WHAT TO DO: Exactly as they appear, output all of the records. Skip any images.

## start

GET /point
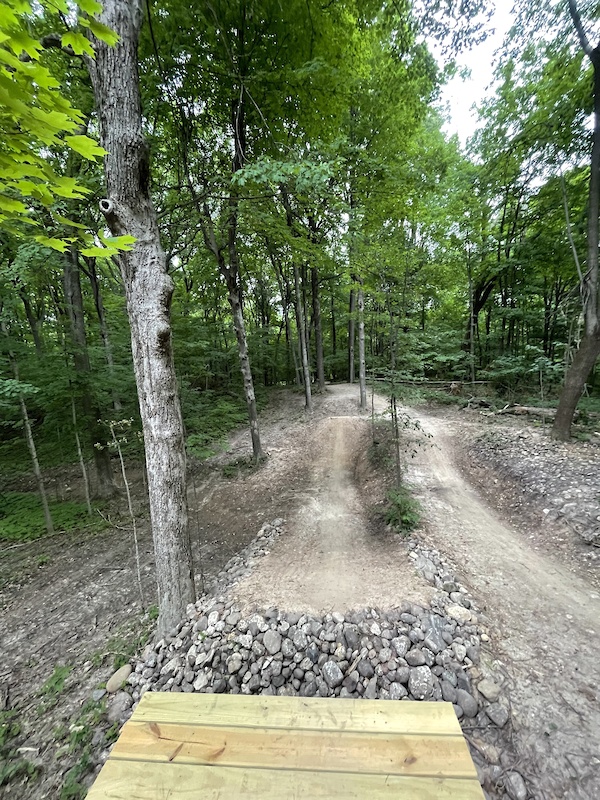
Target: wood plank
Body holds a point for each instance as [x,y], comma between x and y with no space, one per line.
[331,751]
[137,780]
[308,713]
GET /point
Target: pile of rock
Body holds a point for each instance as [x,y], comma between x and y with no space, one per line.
[406,653]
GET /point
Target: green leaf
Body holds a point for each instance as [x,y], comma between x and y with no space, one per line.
[85,146]
[100,31]
[55,244]
[90,7]
[11,206]
[78,42]
[69,222]
[97,252]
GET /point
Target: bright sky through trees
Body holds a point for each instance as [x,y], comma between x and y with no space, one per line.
[460,95]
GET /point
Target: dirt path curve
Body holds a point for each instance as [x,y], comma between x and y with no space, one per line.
[546,621]
[330,558]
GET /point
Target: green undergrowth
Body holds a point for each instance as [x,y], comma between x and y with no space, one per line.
[403,512]
[400,510]
[211,416]
[13,766]
[22,516]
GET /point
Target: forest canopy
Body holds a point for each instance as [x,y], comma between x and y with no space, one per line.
[312,221]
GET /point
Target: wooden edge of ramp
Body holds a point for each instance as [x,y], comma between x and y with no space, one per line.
[228,746]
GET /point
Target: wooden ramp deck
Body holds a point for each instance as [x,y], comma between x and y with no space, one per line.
[180,746]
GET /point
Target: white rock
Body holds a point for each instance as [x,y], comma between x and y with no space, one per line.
[118,678]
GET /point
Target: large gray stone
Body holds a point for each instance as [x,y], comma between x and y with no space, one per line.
[272,641]
[415,658]
[332,674]
[420,683]
[490,690]
[459,613]
[397,691]
[401,645]
[114,683]
[498,714]
[515,786]
[467,702]
[119,708]
[365,668]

## end

TASK SOLUTION:
GET /point
Target: wood plank
Body holds a point for each instance as [x,y], comma between x and y with no space, one per line.
[331,751]
[137,780]
[308,713]
GET /point
Target: pile of rock
Body holds a point for each instance as [x,y], comma between x and y with no space, one per line.
[406,653]
GET /point
Target: green leaf
Body holds a point for each instance as [x,y], comma between x and y with no space, one per line.
[85,146]
[100,31]
[55,244]
[90,7]
[11,206]
[78,42]
[69,222]
[97,252]
GET /point
Target: bright sky through trees
Body holds a point for each instance as [x,y], comma between x and y with no space, one per line.
[460,95]
GET /point
Target: dirt path curve
Body holds a point for each instance as [x,y], comma between x and y with no space, one per line.
[546,621]
[330,558]
GET /point
Target: green undergrowth
Body holds a point for each instance as [x,y], comma between x and y with no space, one per line.
[403,512]
[400,510]
[211,416]
[13,766]
[22,516]
GET /point
Target: forest canopy
Body holds a point for each instance as [x,y], comma between x and y with no space, one per line.
[312,221]
GET /point
Target: wooden edge of ramp
Body holds a point for each instance as [x,y], comma between x and y with no space, one per line.
[228,746]
GET /point
Target: wooden ramp deck
Body holds a point for each instance as [x,y], comma between x and y with no space, one per line.
[180,746]
GET /point
Target: white rock
Body holds a point for each instance as [x,y], comma between x and y with no space, one per line.
[118,678]
GET /point
Target: large gray stone
Body holds a point for each instance as [x,y], comma between x and y with no space, one per line.
[272,641]
[415,658]
[332,674]
[420,683]
[490,690]
[459,613]
[397,691]
[401,645]
[114,683]
[498,714]
[515,786]
[467,702]
[119,708]
[365,668]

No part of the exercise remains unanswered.